** BEGIN **
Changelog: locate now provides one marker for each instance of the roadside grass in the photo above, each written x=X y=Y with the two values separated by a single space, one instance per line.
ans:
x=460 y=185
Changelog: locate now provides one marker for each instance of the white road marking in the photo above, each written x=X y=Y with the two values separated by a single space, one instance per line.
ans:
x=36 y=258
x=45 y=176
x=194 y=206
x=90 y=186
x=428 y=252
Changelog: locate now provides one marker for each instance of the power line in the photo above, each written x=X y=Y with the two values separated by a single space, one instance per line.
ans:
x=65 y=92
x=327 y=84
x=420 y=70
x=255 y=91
** END **
** BEGIN **
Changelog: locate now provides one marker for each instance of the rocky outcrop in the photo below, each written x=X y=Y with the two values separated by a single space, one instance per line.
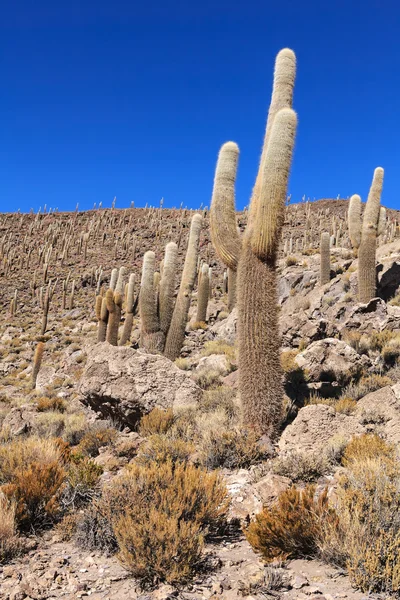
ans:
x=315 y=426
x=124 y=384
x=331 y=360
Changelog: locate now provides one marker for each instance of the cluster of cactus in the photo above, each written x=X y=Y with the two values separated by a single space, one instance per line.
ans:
** END **
→ **DIRECTIONS**:
Can you reproduce the lines starting at the one containing "of the roadside" and ending at the one containing "x=460 y=185", adding 58 to every coordinate value in the answers and leaving everything else unchanged?

→ **TASK RESPONSE**:
Changelog: locate now provides one marker for each instance of the roadside grass in the photo above, each written x=X y=Y with the two values separated by a single space, one instance per line.
ans:
x=518 y=243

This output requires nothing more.